§ **WORK INSTRUCTION**:
From the line containing "Put one point on every instance of the sandy" to the last line of the listing below, repeat every line exactly, and output nothing else.

----------

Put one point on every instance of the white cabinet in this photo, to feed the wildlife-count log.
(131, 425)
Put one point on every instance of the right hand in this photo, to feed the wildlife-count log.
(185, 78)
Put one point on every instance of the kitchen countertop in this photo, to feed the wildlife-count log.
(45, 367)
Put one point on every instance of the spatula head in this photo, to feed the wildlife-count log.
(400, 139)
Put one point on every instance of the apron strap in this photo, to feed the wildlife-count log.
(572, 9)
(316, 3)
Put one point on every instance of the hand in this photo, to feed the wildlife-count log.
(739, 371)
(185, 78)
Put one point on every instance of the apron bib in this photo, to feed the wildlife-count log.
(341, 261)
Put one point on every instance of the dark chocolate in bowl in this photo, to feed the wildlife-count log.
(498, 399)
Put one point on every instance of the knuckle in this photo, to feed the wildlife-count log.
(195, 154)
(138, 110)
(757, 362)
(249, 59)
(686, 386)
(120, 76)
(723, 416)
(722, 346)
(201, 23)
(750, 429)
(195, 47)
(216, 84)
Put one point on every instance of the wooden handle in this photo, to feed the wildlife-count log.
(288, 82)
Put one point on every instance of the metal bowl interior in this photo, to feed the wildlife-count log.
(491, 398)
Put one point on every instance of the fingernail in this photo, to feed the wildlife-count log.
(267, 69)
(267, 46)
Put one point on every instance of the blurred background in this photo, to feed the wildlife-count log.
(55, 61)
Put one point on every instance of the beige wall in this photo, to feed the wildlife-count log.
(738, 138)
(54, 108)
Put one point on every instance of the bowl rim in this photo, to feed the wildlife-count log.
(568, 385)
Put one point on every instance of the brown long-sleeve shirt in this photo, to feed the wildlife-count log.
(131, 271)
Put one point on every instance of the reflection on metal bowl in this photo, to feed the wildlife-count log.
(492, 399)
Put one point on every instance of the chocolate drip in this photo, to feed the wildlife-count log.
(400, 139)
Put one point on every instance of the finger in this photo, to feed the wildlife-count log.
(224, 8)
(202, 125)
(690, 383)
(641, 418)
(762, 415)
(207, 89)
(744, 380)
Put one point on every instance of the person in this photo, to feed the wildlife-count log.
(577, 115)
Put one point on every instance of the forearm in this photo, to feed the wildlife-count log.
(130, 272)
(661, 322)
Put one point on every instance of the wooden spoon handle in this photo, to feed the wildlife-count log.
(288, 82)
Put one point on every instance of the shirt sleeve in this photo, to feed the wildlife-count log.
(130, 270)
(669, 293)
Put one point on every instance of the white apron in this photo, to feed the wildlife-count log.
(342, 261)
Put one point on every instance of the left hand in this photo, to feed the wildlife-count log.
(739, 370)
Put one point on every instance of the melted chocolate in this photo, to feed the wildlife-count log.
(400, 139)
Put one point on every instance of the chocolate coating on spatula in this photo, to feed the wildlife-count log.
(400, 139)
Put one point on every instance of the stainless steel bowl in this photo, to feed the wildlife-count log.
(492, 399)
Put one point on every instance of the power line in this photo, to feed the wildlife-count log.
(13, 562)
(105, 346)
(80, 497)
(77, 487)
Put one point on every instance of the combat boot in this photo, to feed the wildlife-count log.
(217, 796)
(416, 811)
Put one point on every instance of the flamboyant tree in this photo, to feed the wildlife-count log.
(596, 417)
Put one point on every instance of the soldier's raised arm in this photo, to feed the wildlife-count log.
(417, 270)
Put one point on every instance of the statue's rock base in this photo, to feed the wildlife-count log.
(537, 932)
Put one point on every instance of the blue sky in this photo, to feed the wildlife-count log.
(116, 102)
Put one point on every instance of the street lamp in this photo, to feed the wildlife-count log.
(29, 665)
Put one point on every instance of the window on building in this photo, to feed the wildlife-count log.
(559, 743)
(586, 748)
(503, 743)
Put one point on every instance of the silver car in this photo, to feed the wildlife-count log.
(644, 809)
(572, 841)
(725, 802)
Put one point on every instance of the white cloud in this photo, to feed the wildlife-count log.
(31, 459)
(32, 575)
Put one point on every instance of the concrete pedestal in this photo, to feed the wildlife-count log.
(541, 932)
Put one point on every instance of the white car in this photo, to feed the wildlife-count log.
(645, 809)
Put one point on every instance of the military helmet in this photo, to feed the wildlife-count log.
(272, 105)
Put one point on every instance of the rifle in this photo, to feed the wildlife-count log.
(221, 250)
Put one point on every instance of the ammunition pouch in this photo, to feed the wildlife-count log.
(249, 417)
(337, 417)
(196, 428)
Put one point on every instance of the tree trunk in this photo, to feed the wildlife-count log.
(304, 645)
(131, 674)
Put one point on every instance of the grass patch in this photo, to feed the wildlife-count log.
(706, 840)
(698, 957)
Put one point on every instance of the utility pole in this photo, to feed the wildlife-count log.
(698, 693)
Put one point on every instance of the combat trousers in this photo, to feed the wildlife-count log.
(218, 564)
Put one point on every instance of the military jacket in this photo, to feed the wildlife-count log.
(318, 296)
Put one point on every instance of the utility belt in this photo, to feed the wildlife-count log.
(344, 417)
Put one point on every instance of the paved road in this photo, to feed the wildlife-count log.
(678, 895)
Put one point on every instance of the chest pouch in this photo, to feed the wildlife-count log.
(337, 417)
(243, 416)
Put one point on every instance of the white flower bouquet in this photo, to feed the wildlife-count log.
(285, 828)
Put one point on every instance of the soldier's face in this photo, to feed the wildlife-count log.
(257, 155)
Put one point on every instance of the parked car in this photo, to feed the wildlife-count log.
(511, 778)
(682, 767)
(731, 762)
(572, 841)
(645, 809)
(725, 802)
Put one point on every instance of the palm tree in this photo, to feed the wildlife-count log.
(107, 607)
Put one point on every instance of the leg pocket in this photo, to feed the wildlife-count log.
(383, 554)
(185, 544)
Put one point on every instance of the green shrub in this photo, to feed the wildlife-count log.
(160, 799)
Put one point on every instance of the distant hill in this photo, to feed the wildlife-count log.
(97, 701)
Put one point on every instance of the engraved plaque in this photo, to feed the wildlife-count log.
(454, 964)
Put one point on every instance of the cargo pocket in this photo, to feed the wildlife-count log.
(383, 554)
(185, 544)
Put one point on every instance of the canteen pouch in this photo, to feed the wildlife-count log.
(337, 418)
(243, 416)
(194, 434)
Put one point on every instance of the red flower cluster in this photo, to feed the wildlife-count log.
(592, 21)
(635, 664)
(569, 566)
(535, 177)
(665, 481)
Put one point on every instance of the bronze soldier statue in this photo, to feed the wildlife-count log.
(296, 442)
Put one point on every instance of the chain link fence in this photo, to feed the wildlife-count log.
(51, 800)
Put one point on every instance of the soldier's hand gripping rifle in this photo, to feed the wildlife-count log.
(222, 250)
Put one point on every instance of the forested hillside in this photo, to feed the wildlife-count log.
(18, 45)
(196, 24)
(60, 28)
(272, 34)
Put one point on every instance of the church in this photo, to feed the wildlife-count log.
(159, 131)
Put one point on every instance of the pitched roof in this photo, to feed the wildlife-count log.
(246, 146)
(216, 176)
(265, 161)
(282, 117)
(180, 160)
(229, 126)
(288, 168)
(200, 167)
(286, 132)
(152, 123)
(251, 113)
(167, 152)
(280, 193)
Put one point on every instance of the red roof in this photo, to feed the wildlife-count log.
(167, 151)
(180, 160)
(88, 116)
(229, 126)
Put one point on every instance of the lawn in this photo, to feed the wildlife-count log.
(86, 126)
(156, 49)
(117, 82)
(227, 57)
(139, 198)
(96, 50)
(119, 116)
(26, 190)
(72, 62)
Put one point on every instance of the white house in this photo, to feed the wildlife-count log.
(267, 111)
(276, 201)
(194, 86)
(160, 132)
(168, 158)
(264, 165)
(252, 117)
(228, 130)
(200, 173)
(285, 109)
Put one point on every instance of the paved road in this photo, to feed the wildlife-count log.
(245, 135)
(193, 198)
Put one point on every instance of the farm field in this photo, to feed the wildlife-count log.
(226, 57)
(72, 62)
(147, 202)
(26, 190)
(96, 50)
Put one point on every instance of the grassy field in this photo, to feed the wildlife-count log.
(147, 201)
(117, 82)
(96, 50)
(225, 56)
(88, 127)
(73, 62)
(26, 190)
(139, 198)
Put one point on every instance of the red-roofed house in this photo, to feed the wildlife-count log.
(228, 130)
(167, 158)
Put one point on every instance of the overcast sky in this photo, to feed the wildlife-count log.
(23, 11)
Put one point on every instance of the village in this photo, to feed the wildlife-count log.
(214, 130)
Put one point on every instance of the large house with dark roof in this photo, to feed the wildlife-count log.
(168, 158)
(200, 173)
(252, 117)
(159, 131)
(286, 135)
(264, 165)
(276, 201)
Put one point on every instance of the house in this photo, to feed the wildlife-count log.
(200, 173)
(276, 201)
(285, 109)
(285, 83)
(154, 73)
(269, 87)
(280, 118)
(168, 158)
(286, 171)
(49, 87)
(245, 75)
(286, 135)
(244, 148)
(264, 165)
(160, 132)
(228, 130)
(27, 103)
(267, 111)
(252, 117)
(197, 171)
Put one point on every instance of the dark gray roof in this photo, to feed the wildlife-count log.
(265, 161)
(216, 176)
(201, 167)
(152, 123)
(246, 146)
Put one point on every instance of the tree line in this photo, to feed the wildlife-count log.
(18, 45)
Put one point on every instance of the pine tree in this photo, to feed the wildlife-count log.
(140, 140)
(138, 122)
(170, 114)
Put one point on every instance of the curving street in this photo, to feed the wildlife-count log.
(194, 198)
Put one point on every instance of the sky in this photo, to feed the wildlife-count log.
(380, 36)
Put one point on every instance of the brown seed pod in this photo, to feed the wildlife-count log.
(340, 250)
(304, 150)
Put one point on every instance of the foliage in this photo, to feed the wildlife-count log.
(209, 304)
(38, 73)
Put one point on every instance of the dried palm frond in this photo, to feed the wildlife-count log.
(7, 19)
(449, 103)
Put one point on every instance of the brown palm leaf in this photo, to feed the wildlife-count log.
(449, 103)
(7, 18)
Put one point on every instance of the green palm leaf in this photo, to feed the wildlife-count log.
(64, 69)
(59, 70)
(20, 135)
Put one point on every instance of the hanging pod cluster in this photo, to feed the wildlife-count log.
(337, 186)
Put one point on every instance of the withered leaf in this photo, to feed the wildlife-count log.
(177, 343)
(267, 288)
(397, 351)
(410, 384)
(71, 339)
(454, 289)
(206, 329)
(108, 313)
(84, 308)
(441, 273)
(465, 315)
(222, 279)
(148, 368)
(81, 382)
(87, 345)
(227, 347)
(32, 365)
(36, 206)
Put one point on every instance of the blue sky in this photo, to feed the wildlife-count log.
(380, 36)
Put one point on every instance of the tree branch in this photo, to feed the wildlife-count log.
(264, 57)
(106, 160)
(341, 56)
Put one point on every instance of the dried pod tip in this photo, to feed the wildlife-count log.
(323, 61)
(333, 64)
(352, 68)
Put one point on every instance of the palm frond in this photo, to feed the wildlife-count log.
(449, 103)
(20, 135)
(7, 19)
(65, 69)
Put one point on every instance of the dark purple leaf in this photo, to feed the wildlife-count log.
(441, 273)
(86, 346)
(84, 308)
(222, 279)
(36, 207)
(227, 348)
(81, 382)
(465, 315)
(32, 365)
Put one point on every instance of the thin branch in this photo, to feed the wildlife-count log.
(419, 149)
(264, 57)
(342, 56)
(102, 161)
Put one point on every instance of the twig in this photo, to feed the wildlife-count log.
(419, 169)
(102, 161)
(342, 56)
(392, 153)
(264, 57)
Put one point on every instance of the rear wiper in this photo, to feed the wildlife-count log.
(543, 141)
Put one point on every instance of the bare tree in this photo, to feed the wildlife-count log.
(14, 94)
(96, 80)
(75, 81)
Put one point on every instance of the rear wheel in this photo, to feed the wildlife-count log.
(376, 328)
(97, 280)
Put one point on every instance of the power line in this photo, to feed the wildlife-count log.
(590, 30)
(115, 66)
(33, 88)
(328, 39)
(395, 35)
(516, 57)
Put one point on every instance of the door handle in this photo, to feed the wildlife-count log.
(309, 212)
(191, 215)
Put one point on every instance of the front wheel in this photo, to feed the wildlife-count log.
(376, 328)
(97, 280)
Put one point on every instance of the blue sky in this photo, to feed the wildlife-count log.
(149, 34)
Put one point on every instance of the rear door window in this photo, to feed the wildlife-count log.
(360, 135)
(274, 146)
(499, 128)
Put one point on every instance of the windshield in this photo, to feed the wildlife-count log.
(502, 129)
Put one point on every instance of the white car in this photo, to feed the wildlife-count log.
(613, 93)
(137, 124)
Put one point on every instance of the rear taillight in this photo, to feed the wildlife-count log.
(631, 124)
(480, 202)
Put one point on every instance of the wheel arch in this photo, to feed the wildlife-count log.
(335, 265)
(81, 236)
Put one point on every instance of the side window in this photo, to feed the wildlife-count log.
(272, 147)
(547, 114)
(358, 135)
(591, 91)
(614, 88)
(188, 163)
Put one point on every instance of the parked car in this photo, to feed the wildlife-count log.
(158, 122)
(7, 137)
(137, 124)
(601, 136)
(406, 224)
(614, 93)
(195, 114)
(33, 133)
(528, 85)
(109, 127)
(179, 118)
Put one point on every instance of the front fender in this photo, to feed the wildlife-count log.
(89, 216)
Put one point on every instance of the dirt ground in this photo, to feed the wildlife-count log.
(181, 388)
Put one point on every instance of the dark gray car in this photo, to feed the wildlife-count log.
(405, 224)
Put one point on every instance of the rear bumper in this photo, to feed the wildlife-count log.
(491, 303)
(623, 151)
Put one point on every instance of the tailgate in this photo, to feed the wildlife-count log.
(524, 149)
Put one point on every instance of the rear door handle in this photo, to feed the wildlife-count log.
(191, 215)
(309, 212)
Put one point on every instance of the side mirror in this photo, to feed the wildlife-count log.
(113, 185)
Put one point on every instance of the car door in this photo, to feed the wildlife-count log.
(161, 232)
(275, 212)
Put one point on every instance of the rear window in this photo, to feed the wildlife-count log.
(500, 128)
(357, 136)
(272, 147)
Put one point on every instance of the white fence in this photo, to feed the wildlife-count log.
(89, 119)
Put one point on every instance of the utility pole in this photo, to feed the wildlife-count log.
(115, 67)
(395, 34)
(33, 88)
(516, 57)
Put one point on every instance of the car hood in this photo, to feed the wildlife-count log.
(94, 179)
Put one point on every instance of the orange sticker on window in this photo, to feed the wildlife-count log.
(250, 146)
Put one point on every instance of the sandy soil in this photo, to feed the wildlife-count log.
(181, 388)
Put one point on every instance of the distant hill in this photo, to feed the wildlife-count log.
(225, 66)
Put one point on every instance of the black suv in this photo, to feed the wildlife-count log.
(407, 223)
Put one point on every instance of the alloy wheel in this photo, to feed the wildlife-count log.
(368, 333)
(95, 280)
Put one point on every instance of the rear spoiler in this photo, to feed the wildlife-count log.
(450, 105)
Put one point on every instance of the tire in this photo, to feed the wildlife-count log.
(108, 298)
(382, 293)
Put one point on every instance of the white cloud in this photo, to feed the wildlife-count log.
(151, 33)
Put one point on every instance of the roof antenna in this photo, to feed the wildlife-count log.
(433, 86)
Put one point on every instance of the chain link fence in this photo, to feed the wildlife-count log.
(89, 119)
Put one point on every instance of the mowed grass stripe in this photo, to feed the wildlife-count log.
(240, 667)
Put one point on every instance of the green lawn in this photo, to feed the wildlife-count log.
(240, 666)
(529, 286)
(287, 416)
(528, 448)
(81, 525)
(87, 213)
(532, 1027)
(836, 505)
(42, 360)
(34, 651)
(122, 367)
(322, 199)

----------

§ **REPLY**:
Put one point on every instance of the sandy soil in this photo, to feed the wildlife-count log.
(181, 388)
Put one point on every instance of the distant hill in this photo, to feed the wildlife-count log.
(225, 66)
Put one point on every instance of the black suv in this photo, to feed the wildlife-count log.
(407, 223)
Put one point on every instance of the alloy wheel in this photo, to feed the wildlife-count log.
(368, 333)
(95, 280)
Put one point on every instance of the rear spoiler in this photo, to feed the wildlife-count log.
(450, 105)
Put one point on every instance of the tire in this photo, to feed the wildlife-count log.
(108, 298)
(382, 293)
Put one point on every instance of the white cloud in this photo, to feed the wildlife-count log.
(151, 33)
Put one point on every instance of the roof antenna in this photo, to feed the wildlife-count log.
(433, 86)
Put one point on every instance of the chain link fence in this photo, to feed the wildlife-count log.
(89, 119)
Put one point on every instance of the mowed grass stripe in this photo, to feed the wildlife-count log.
(240, 667)
Put one point on every instance of the green lawn in this photo, to feed the wildlife-count log.
(240, 666)
(529, 286)
(287, 416)
(528, 448)
(81, 525)
(87, 213)
(532, 1027)
(836, 505)
(42, 360)
(34, 651)
(122, 367)
(322, 199)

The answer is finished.